> 課題文:
-------------------------

2014年1月21日火曜日

無意識の変換


今の日本は世界で薄らいだ存在感を、再び高めようと躍起になっているような印象があります。

 国全体にそのような雰囲気があると感じます。

 

日本が国際的に存在感を弱めたのは、内政における対立が大きな理由だったと思います。かつての経済大国も、国内の景気は低迷し、政治は際限なく対立をするばかりになっていて、それを世界中にみせていた印象があります。

それでは他の国の日本に対する見方が変わるのは当たり前だと思います。直接的な表現はされなくても、日本の印象は軽んじられるものだと思います。

 

そんななかにありながら、日本の政治家は内政の対立に心血をそそぐばかりで、外国との関係にかまけていられなかったように感じられます。

それでは、外国から見た日本の印象をさらに軽くすることになるような気がします。

日本から軽く見られていると感じている人が多い国では、それを逆転させたい心理が強まることがあるような気がします。

 

そんな国の経済が急成長しているなら、その国の人たちの自尊心も高まると思いますので、日本に対する対抗意識や、嫌悪感が強まることもあるだろうと思います。

また、日本から軽く見られていると感じている人が多い国の経済が伸び悩み、政治に対する批判が高まっていたなら、日本が弱っている今こそ商売で蹴落としてやろうと考えるかもしれません。また、日本の影が薄くなった今こそ叩き時だと思う人がいるかもしれません。

 

日本はそのような周辺国の変化に対して、あまりにも何もしてこなかったと感じられます。

そうなる前から、目を配り、気を配っておく必要があったと思います。

隣国の雰囲気の変化を早期に察知していれば、対応のしようがあったような気がします。

しかし、政治の対立とそれによる内政の混乱と停滞で、政治家はそれどころではなかったと感じます。

-------------------------

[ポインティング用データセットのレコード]
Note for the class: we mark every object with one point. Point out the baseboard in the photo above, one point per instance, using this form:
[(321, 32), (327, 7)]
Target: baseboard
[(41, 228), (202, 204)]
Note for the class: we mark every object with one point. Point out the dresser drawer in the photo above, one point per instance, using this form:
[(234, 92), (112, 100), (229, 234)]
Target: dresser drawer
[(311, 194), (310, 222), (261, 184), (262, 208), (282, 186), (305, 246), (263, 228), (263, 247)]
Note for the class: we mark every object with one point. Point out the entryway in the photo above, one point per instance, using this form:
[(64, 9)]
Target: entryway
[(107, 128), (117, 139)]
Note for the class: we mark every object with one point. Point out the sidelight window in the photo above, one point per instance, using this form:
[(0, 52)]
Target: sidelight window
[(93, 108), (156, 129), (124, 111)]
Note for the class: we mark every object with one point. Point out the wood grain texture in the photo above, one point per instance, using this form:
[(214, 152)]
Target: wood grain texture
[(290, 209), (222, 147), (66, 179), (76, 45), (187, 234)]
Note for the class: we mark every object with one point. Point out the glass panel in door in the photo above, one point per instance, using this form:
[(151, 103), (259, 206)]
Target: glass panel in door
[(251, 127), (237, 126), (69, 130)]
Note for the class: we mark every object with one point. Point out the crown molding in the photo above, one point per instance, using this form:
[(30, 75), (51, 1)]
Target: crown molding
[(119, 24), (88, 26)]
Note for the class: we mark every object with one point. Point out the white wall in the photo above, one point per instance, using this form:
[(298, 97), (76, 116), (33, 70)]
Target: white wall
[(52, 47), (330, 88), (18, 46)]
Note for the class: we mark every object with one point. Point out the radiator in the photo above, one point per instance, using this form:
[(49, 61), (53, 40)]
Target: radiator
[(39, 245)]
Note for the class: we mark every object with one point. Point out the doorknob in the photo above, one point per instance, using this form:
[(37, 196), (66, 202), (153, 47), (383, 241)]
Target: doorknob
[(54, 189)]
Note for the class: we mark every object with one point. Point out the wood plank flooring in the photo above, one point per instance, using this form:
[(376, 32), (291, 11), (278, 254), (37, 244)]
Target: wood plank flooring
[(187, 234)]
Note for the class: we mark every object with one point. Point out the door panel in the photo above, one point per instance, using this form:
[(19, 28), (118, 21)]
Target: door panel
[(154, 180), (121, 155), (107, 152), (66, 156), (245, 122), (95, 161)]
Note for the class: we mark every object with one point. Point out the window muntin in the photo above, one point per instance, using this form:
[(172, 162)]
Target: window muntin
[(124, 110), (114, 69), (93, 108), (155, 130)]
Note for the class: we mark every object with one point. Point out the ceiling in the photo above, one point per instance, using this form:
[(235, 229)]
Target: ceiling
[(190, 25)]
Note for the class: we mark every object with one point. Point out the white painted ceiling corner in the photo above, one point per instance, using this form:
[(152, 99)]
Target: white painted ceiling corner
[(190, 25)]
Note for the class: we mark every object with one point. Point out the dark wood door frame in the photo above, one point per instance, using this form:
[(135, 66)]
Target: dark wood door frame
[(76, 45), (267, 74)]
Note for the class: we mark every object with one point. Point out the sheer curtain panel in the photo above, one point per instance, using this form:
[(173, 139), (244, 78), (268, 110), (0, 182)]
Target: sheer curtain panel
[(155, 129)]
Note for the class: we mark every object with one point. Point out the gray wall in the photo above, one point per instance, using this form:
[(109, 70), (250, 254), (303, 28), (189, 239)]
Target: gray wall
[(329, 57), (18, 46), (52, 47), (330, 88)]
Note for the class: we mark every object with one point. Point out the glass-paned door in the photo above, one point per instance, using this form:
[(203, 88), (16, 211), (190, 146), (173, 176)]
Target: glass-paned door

-------------------------

> 課題 A:
課題文について、次の問いに答えてください。
(i) 日本が国際的に存在感を弱めた大きな理由を、筆者は何だと考えていますか。
(ii) 経済が急成長している国では、その国の人たちの何が高まると述べられていますか。
(iii) 隣国の雰囲気の変化を早期に察知していれば、どうだったと述べられていますか。
> 課題 B: レコードのうち「frame」という文字列を含む行を、すべてそのまま書き出して報告してください。大文字と小文字は区別します。
これらのレコードは課題文とは関係ありません。

> 解答例 A:
(i) 内政における対立
(ii) 自尊心
(iii) 対応のしようがあった

> 解答例 B:
Note for the class: we mark every object with one point. Point out the dark wood door frame in the photo above, one point per instance, using this form:
Target: dark wood door frame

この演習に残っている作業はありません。